Entries taken from a collection
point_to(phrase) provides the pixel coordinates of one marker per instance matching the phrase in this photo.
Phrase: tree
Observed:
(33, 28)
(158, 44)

Task to carry out — Each entry above needs to be output exactly.

Output for this task —
point_to(phrase) provides the pixel coordinates of one marker per instance matching the phrase in this photo.
Phrase: tree
Observed:
(33, 28)
(158, 44)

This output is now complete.